— START Passage to read —

In astronomy, a lot of information about the physical and emission properties of astronomical objects is accessed through spectroscopic measurements, i.e., the emission intensity as a function of wavelength/frequency. Interesting spectral features are emission or absorption lines. Naturally, the lines are not… lines, but narrow peaks! A true line is impossible due to quantum effects, but in addition, local/extended effects tend to “broaden” or alter the shape of spectal lines (e.g., thermal doppler, pressure, rotation of object,

\[ y(x) = \dfrac{A}{1 + \left(\dfrac{x - x_0}{w}\right)^2} \qquad \text{(Lorentzian or Cauchy model)} \]

\[ y(x) = A \exp{\left[-\frac{\left(x - x_0\right)^2}{2 w^2}\right]} \qquad \text{(Gaussian or Normal model)} \]

where

$A$ is the amplitude (notice that $y(x_0) = A$ in both cases),
$x_0$ is the location parameter (the center of the line), and
$w$ is the “spread” or width of the line.

Notice that here we use the word Cauchy and Gaussian to refer to non-linear models rather than distributions. Our data follows the shape of the PDFs of these distributions, not the distributions themselves!

Now, let’s assume we have measured the intensitities $y_i$ at given (unitless) wavelengths $x_i$, and that the errors $e_i$ are normally distributed with standard deviation $\sigma$:

\[ y_i = y(x_i) + \epsilon_i, \qquad \epsilon_i \sim \text{Norm}(0, \sigma)\]

1.1. The data from an unknown distribution#

np.random.seed(2024)

def make_data(x, model_dist, amplitude, location, width, error_scale=0.0):
    """Make a spectral line following the PDF of a given distribution.
    
    x           : the wavelength
    model_dist  : the distribution of which the PDF will be used
    amplitude   : the maximum height of the spectral line
    location    : the center of the spectral line
    width       : the width of the spectral line
    error_scale : the standard deviation of the observational uncertainties
    
    NOTE: use default `error_scale` (0.0) to get a model instead of an observational sample.
    
    """
    distribution = model_dist(loc=location, scale=width)
    y = distribution.pdf(x)
    y = amplitude * y / np.max(y)
    if error_scale > 0:
        y = np.random.normal(y, scale=error_scale)

— END Passage to read —
— START Supplied material —

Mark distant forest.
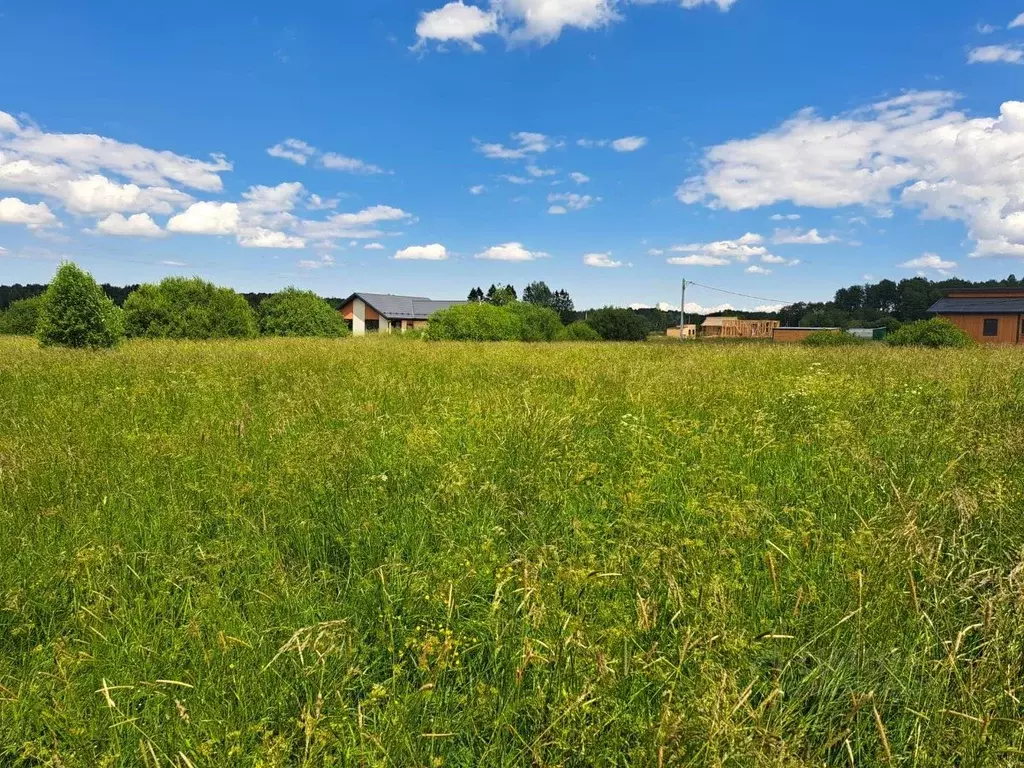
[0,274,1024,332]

— END Supplied material —
— START Supplied material —

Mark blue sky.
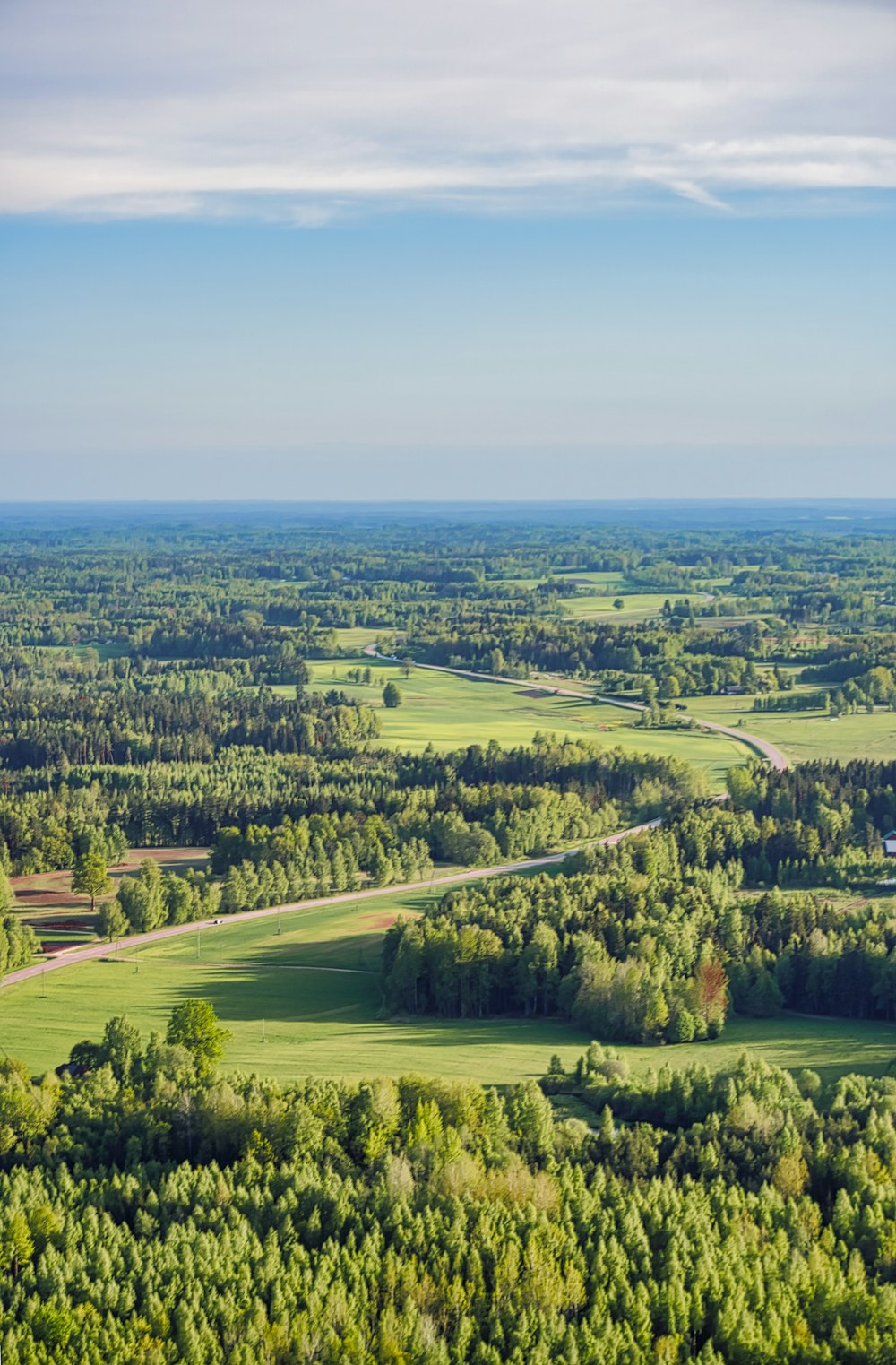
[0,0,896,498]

— END Supplied material —
— START Supplied material —

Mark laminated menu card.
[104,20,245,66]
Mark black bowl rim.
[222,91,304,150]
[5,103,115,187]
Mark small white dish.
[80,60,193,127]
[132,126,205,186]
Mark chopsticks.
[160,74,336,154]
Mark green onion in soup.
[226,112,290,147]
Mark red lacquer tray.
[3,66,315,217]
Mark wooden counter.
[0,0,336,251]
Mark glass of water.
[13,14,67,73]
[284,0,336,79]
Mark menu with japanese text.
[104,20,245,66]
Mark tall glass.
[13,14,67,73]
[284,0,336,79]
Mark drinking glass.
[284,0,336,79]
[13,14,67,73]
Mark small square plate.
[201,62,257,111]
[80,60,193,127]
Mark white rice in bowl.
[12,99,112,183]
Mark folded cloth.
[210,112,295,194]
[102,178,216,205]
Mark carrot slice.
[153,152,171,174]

— END Supplied material —

Problems and tasks –
**1)** Which parameters does the make_data function in the spectral-line passage accept? List every one.
**2)** Can you repeat the spectral-line passage word for word from "np.random.seed(2024)" to "a given distribution."?
**3)** How would you sum up the spectral-line passage in two sentences?

Answers –
**1)** x, model_dist, amplitude, location, width, error_scale

**2)**
np.random.seed(2024)

def make_data(x, model_dist, amplitude, location, width, error_scale=0.0):
    """Make a spectral line following the PDF of a given distribution.

**3)** In astronomy, spectral lines are narrow peaks rather than true lines, and their shape can be described by a Lorentzian (Cauchy) model or a Gaussian (Normal) model, each with an amplitude, a center, and a width. Measured intensities are taken to be the model plus normally distributed errors, and a Python function builds a spectral line from the PDF of a chosen distribution, with the option of adding observational noise.